#### Что нужно сделать:
a. Какие два пространства, по тексту о России и Европе, долго были границами Европы?
b. Проверь по тексту о России и Европе, верны ли эти утверждения. На каждое ответь «да» или «нет» и приведи решающие слова текста в кавычках.
(i) Европейские мореплаватели погибали в Баренцевом море.
(ii) Россия обратилась к чаше яда так же, как Христос в Гефсиманском саду.
(iii) Европейских купцов прежде всего интересовал транзит в Индию.
c. Допиши текст о России как сухопутной Атлантике, начав сразу после его последнего предложения.

#### Исходный текст:
---

И каждый раз принимать в себя осколки этих взрывов… Или другое сравнение — вбирать в себя излишки яда… Это ближе к другому нашему случаю, с марксизмом. Тоже идея рациональная, объясняющая, истолковывающая.
Лет двадцать тому назад еще признавалось, что именно пример России, приявшей в себя весь яд «классовой борьбы» — подвигнул Запад к мирному разрешению социальных противоречий. Но не будем тут идеализировать — Россия обратилась к этой чаше яда, отнюдь не как Христос в Гефсиманском саду
А завершая тему европейского взгляда на Россию, я приведу оценки наиболее важных исторических персон, предварив их, правда, своими собственными гипотетическими предположениями об их восприятии нас…
Россия — как сухопутная Атлантика
Два значительных пространства были долгое время границами Европы, ограничивали, брали ее «в скобки» с Запада и Востока: Атлантический океан и Россия. Две великие глади суши и моря в одном были схожи для Европы: это было нечто огромное, что трудно, но все же можно преодолеть. Напряглись и построили аппараты, прорвавшиеся через Атлантику к Индии. И даже «фальш-стена», встреченная (Колумбом) на этом пути, его фальш-Индия, оказалась весьма ценным призом. Россия для значительной части этих устремленных тоже была пространством, неприятным своей величиной. Европейских купцов интересовал, прежде всего, транзит в ту же Индию, их мореплаватели гибли в Баренцевом море в поисках знаменитого «Северо-восточного прохода» к Китаю, к Островам Пряностей. Конечно, Архангельск кроме промежуточной стоянки выкатывал и свои товары, но все же, признаем, одна каравелла имбиря или корицы, стоила как целые караваны наших классических «льна, пеньки…».

---

#### Данные строки:
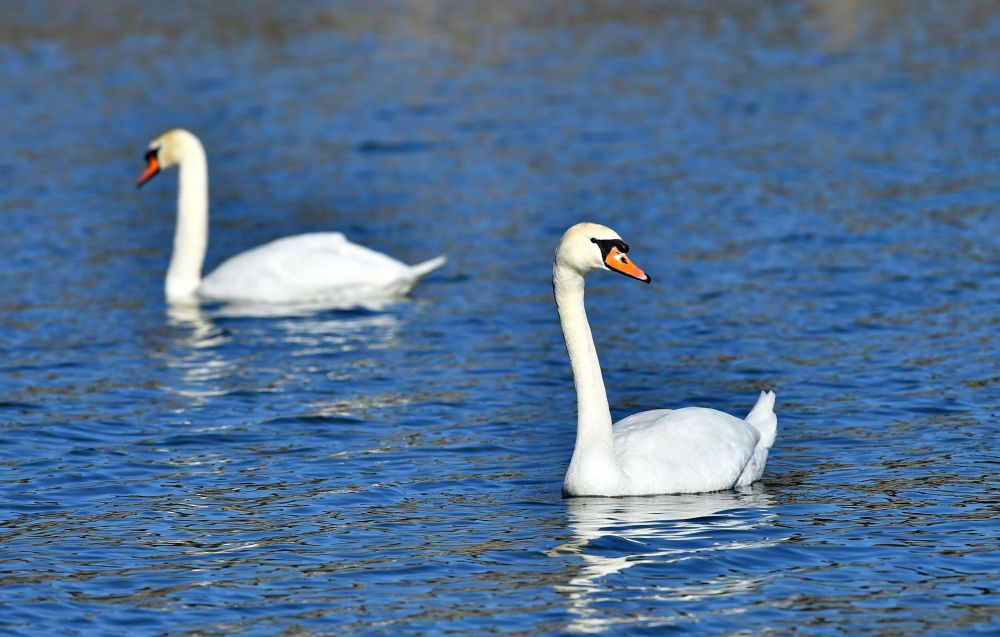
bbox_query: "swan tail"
[736,391,778,487]
[410,255,448,281]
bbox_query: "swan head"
[555,223,652,283]
[135,128,205,188]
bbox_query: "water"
[0,1,1000,636]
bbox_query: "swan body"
[137,129,445,304]
[552,223,778,496]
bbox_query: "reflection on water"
[163,301,400,405]
[549,484,781,633]
[0,0,1000,637]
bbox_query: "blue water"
[0,0,1000,636]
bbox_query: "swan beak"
[135,153,160,188]
[604,247,653,283]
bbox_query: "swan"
[552,223,778,497]
[136,128,445,304]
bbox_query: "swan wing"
[613,407,760,494]
[198,232,440,303]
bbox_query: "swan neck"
[166,142,208,302]
[552,264,615,472]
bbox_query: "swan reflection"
[165,304,401,404]
[550,485,781,632]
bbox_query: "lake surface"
[0,0,1000,637]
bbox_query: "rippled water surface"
[0,0,1000,636]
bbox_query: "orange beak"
[604,248,653,283]
[135,153,160,188]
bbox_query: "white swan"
[136,128,445,304]
[552,223,778,496]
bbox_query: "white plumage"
[552,223,778,496]
[138,129,445,305]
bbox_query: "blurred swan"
[552,223,778,496]
[136,128,445,304]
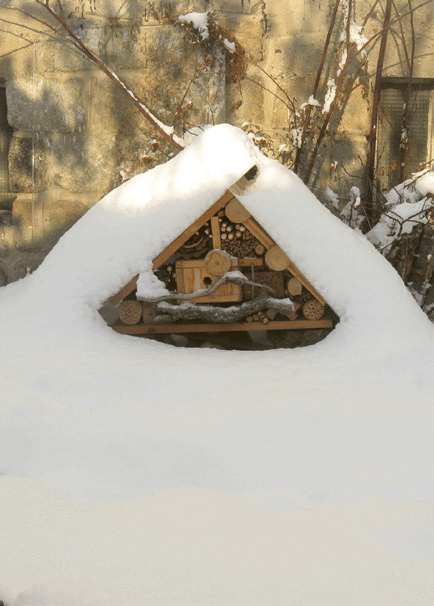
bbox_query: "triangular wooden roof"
[111,190,326,305]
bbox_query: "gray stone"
[9,133,50,193]
[0,267,8,286]
[6,77,86,132]
[51,133,116,192]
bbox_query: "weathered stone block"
[6,77,85,132]
[13,198,34,250]
[9,133,50,193]
[42,200,87,245]
[51,133,116,192]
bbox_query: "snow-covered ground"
[0,125,434,606]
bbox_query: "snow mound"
[0,125,432,382]
[0,125,434,606]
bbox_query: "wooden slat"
[112,318,333,335]
[110,275,139,305]
[152,191,234,271]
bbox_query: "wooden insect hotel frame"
[111,167,334,342]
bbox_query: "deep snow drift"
[0,125,434,606]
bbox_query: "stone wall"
[0,0,432,283]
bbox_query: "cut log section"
[205,250,232,276]
[301,299,325,320]
[142,301,157,324]
[118,300,142,326]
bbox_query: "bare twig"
[2,0,184,151]
[137,271,274,303]
[294,0,340,173]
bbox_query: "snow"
[366,171,434,254]
[178,11,210,40]
[0,125,434,606]
[322,78,337,114]
[223,38,237,53]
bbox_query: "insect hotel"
[111,167,336,346]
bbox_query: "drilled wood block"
[243,271,285,299]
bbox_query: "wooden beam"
[152,191,234,271]
[112,318,333,335]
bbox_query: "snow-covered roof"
[0,125,432,384]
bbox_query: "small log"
[205,250,232,276]
[118,300,142,326]
[301,299,325,320]
[265,307,279,320]
[265,244,290,271]
[142,301,157,324]
[211,217,221,249]
[287,278,303,297]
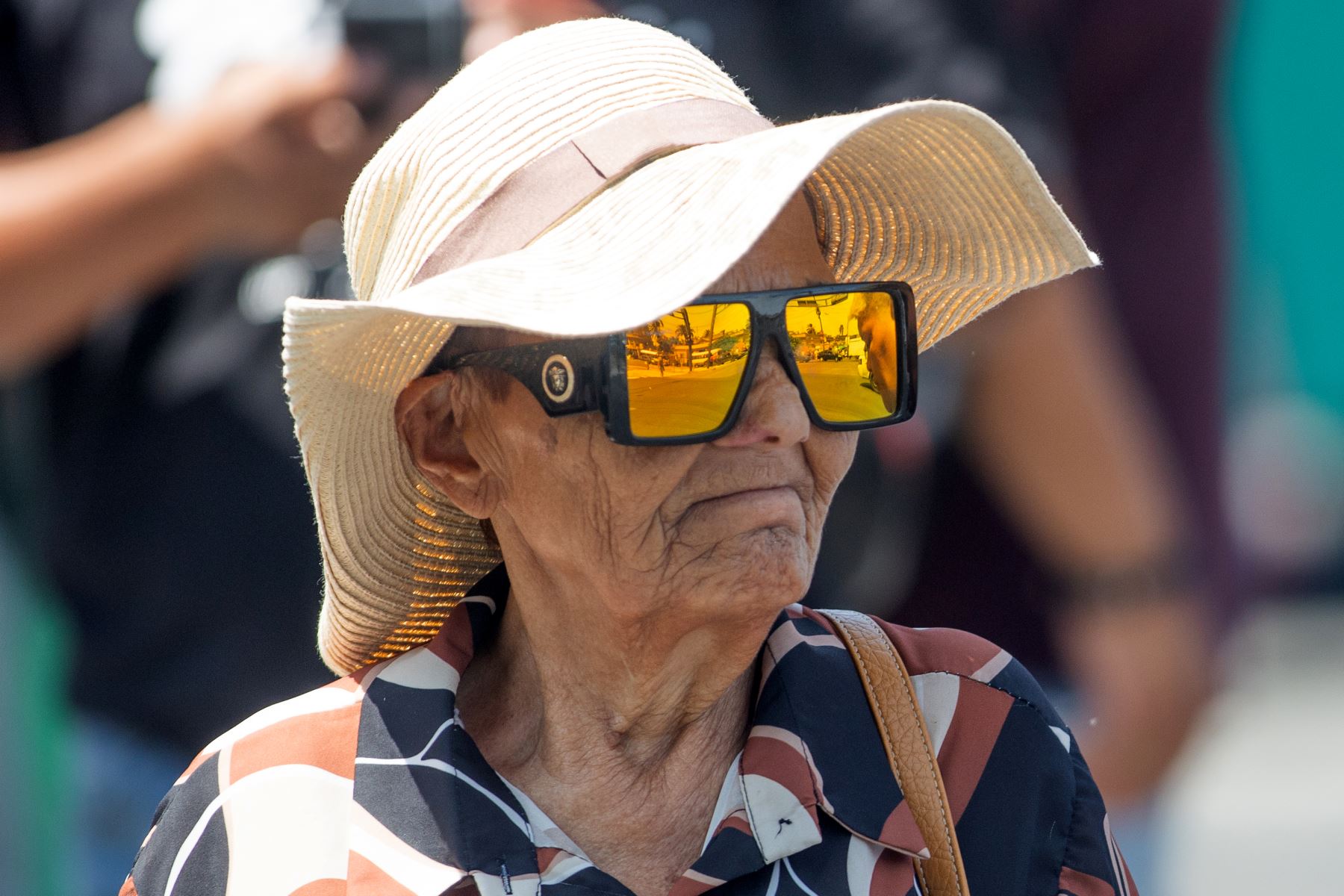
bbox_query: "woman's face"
[402,199,855,620]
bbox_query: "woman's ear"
[395,371,496,520]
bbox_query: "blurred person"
[122,19,1134,896]
[481,0,1219,822]
[1160,0,1344,896]
[0,0,419,893]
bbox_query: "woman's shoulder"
[122,673,364,896]
[790,606,1060,726]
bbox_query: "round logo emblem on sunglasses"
[541,355,574,405]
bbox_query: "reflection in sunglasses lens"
[625,302,751,438]
[785,291,899,423]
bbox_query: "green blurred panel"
[0,528,71,896]
[1228,0,1344,412]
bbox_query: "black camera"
[339,0,467,117]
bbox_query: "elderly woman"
[122,20,1133,896]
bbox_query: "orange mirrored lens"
[625,302,751,438]
[783,293,900,423]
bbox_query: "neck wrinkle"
[458,548,774,787]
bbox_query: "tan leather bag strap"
[820,610,971,896]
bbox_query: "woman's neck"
[458,565,773,896]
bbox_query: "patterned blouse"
[121,567,1136,896]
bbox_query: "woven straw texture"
[285,19,1097,673]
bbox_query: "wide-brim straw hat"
[284,19,1095,673]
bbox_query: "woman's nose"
[714,340,812,447]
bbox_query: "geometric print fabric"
[121,567,1137,896]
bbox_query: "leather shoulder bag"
[820,610,971,896]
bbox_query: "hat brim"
[285,101,1097,673]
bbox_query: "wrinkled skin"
[396,199,855,896]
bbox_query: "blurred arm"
[964,266,1210,802]
[0,60,373,382]
[0,109,217,379]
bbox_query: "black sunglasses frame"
[423,281,919,446]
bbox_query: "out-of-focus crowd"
[0,0,1344,896]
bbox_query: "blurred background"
[0,0,1344,896]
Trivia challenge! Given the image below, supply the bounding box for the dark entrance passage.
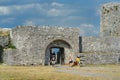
[50,47,65,64]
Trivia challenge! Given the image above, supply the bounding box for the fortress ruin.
[0,3,120,65]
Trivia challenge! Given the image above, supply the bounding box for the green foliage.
[6,43,16,49]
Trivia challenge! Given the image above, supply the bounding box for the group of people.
[69,56,80,67]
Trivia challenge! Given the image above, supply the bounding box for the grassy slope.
[0,65,101,80]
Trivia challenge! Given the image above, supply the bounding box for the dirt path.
[55,65,120,80]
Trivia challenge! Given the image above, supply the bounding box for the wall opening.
[0,45,3,63]
[44,40,72,65]
[50,47,65,64]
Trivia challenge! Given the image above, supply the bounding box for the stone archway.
[44,40,73,65]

---

#### Ответы на задания:
a. Атлантический океан и Россия.

b.
(i) Да: «их мореплаватели гибли в Баренцевом море».
(ii) Нет: «Россия обратилась к этой чаше яда, отнюдь не как Христос в Гефсиманском саду».
(iii) Да: «Европейских купцов интересовал, прежде всего, транзит в ту же Индию».

c.
И только вторым этапом пришло «положительное» восприятие окружавших пространств. Для Васко да Гамы, (как и для пассажиров «Титаника»), каждая лишняя миля Атлантики была минусом
(он потерял два из четырех кораблей, но на своем, вернувшимся — озолотился)… А вот собственно атлантическая рыба стала какой-то ценностью 250 лет спустя.Может, некоторым покажется странным это сопоставление России и Атлантического океана, но подобие, по-моему, в этих слоях, этапах постижения, в самом первом восприятии, где великость (или просто величина) осознается, как фактор отрицательный. Преодолеваемое враждебное пространство.
Известен папский посланник Антоний Поссевино в 1581/82 в Россию. Его миссия, зондаж возможностей объединения церквей, кончается, разумеется, неудачей, но: «Несмотря на все трудности, которые стоят на пути введения католицизма в России, для достижения этой цели не следует пренебрегать никаким средством, ибо Россия, благодаря своему географическому положению, предлагает несравненные возможности для распространения христианства в Азии».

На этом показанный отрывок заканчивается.